### 本文:
生物医学的知識はこれまで、精神疾患に対する差別や偏見を軽減せず、増長させると信じられてきたが、東京大学大学院総合文化研究科進化認知科学研究センターの小塩靖崇特任研究員らのグループが実施した追跡調査で差別や偏見を緩和させることが分かった。研究グループは今回の知見が教育現場で応用されることを期待している。
東京大学によると、研究グループは平均年齢22歳の一般人179人を精神疾患に関する生物医学的内容と心理社会的な内容の講義を受ける2つのグループに無作為で分け、10分間の講義を実施、約1年間にわたって教育効果を追跡した。
生物医学的内容の講義では精神疾患の原因が脳にあり、神経伝達物質のアンバランスなどが不調を引き起こしていることを教えた。心理社会的内容の講義では精神疾患は4~5人に1人が生涯のうちに発症することや、回復へのメッセージなどを伝えた。

### データセット:
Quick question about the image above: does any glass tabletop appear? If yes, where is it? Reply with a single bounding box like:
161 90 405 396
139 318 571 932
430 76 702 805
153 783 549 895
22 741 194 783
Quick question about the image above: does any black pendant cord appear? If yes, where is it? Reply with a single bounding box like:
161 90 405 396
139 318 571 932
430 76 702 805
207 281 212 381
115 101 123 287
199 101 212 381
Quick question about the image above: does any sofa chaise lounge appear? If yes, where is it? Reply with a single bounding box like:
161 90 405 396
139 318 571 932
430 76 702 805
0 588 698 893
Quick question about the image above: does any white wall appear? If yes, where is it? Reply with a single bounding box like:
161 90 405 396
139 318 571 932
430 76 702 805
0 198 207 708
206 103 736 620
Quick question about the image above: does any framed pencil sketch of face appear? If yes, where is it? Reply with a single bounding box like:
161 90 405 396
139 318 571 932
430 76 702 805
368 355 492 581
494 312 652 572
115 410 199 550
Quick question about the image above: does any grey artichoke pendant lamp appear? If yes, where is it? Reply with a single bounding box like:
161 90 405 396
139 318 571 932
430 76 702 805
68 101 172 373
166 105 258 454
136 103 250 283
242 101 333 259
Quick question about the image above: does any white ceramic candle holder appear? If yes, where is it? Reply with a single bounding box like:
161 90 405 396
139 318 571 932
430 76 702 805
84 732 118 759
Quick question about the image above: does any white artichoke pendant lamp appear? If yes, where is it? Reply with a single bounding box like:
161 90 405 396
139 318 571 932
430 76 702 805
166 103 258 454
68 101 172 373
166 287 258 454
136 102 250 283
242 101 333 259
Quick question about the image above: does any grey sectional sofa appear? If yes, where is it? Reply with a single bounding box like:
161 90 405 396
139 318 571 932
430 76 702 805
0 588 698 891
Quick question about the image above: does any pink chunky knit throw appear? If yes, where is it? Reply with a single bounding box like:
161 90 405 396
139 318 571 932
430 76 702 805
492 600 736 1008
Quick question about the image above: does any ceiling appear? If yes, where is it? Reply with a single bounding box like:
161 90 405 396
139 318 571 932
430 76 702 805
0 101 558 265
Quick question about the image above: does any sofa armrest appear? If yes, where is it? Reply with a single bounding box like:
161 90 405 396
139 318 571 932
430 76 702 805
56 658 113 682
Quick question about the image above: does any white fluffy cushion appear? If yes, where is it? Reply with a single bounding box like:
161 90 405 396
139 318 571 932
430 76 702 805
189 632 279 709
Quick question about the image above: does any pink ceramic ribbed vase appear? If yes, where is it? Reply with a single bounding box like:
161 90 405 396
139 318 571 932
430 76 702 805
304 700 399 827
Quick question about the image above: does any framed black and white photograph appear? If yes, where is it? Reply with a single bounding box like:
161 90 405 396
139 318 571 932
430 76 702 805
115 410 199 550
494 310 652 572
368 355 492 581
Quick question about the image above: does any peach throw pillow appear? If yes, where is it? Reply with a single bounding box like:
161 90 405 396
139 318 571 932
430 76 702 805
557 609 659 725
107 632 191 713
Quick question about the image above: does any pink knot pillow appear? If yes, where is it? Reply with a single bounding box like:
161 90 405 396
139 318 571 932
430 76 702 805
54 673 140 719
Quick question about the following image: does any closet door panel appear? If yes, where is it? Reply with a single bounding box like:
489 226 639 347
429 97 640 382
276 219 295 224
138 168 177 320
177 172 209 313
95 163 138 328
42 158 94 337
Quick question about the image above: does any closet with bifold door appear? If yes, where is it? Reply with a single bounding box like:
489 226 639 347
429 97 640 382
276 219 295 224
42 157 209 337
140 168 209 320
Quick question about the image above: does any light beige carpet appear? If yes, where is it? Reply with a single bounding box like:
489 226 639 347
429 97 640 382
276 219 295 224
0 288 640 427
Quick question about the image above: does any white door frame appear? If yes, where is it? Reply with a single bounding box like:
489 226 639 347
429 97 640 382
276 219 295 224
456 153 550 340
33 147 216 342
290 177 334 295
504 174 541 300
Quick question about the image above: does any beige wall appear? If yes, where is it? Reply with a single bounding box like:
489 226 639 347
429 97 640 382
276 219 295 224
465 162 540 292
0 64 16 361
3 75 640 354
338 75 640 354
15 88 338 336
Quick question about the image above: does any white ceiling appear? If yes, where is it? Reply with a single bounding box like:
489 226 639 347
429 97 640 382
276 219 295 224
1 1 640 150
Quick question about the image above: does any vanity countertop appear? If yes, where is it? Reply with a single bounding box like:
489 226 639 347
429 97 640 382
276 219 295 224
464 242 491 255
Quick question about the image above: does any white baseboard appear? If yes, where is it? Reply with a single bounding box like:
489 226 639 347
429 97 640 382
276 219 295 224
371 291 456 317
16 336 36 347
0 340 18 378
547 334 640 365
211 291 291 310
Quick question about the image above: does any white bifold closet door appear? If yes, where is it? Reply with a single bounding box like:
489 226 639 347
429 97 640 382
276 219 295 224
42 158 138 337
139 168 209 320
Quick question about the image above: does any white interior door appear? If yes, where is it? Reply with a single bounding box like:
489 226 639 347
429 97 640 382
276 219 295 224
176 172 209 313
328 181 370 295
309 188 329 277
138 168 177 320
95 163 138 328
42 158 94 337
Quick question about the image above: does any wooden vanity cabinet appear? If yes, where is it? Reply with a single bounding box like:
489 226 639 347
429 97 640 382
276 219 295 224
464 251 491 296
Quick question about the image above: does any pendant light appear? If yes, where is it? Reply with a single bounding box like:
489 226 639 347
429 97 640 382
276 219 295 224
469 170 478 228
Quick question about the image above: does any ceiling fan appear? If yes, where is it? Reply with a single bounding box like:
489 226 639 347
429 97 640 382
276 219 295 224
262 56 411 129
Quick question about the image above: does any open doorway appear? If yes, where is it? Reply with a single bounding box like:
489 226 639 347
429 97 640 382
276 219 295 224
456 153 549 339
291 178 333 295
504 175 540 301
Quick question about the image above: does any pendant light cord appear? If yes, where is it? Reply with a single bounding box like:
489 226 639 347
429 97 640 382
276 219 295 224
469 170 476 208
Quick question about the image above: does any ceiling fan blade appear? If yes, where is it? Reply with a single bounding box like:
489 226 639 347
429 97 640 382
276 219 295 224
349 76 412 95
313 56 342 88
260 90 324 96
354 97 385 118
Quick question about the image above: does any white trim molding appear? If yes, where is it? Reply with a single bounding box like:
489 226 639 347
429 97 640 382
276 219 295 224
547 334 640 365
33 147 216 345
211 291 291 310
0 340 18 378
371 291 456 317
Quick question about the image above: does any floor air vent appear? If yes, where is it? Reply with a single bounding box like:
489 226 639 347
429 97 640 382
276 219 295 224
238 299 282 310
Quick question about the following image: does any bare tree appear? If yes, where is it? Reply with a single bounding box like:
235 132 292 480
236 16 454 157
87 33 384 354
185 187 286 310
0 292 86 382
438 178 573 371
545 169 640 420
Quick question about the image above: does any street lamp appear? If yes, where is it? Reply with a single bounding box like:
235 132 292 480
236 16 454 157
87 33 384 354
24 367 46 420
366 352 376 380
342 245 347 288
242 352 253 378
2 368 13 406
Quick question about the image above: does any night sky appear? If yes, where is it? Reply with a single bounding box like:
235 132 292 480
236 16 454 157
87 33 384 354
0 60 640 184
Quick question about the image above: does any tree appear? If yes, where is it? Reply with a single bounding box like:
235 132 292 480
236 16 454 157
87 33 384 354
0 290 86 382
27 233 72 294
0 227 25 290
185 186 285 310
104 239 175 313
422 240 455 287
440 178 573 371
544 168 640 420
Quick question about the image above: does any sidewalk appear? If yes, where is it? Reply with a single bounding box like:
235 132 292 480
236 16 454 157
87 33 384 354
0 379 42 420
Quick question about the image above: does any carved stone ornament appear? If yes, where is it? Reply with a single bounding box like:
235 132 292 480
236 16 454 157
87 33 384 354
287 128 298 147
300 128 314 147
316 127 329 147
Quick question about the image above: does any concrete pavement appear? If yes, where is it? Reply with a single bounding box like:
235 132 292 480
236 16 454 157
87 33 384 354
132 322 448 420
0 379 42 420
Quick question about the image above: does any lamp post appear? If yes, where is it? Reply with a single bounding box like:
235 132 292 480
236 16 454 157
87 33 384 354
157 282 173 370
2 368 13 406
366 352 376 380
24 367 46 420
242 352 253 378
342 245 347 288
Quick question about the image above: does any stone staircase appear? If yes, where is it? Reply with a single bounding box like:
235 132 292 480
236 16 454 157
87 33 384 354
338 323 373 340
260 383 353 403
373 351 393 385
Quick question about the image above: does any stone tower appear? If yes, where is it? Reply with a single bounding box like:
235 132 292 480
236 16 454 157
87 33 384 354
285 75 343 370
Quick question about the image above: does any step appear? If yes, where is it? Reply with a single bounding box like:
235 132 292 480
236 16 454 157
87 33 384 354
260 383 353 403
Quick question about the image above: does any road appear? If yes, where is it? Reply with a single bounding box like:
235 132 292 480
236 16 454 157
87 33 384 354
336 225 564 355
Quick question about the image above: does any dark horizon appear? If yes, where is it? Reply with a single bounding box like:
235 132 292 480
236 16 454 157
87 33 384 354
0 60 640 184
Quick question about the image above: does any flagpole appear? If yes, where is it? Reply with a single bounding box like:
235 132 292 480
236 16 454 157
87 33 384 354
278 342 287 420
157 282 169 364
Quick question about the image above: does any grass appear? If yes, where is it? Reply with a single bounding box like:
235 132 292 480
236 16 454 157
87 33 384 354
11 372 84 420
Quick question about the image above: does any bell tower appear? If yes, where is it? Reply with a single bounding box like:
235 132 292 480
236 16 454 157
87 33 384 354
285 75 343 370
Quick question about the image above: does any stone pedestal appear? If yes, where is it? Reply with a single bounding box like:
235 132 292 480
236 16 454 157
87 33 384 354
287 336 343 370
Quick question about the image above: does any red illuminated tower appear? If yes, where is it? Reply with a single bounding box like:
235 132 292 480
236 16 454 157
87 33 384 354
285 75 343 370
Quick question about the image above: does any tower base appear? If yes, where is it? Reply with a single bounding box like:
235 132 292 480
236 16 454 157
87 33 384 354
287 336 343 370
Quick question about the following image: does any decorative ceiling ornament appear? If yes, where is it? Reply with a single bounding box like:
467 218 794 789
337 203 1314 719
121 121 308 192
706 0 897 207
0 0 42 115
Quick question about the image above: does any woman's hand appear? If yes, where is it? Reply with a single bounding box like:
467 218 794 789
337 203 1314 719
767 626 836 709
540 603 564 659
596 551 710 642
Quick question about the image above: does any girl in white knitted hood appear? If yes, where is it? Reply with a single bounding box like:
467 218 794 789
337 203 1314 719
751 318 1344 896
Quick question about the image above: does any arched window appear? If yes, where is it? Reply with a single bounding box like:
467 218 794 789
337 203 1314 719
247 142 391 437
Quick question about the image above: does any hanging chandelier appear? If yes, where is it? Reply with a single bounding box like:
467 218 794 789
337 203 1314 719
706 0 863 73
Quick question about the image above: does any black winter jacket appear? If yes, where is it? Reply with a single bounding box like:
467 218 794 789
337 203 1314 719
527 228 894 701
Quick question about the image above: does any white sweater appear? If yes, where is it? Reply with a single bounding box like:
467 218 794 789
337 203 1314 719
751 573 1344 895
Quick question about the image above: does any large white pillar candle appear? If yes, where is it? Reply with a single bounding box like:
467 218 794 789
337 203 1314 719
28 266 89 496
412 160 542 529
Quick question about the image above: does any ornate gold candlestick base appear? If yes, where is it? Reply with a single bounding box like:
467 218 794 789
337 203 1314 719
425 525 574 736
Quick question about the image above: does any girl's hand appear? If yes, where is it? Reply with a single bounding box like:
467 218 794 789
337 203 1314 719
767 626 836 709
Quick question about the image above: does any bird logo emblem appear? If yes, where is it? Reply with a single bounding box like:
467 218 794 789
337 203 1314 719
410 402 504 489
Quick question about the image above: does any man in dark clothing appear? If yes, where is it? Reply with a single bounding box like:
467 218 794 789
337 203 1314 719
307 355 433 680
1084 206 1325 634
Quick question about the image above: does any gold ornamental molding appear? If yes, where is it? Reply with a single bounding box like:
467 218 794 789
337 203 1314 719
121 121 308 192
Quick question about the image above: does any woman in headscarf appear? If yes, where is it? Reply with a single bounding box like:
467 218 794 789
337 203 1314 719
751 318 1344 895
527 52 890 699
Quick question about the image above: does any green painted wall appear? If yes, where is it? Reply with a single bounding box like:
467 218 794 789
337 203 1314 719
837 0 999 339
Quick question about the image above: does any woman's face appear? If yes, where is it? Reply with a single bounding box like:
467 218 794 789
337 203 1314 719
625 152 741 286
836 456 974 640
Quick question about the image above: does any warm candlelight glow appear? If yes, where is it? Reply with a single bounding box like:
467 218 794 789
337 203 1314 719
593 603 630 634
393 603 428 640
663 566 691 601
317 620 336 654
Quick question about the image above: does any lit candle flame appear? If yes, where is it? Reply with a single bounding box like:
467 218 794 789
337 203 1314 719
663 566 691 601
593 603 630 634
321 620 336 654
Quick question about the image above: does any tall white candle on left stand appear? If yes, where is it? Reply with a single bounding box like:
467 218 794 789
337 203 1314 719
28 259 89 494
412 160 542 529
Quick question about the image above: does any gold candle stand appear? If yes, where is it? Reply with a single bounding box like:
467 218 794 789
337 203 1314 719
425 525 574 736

### 作業指示:
本文から、「東京大学によると、研究グルー」を含む語句で始まり「へのメッセージなどを伝えた。」で終わる部分を、一字も変えずに書き出してください。 資料を使う必要はない。

### 解答欄:
東京大学によると、研究グループは平均年齢22歳の一般人179人を精神疾患に関する生物医学的内容と心理社会的な内容の講義を受ける2つのグループに無作為で分け、10分間の講義を実施、約1年間にわたって教育効果を追跡した。
生物医学的内容の講義では精神疾患の原因が脳にあり、神経伝達物質のアンバランスなどが不調を引き起こしていることを教えた。心理社会的内容の講義では精神疾患は4~5人に1人が生涯のうちに発症することや、回復へのメッセージなどを伝えた。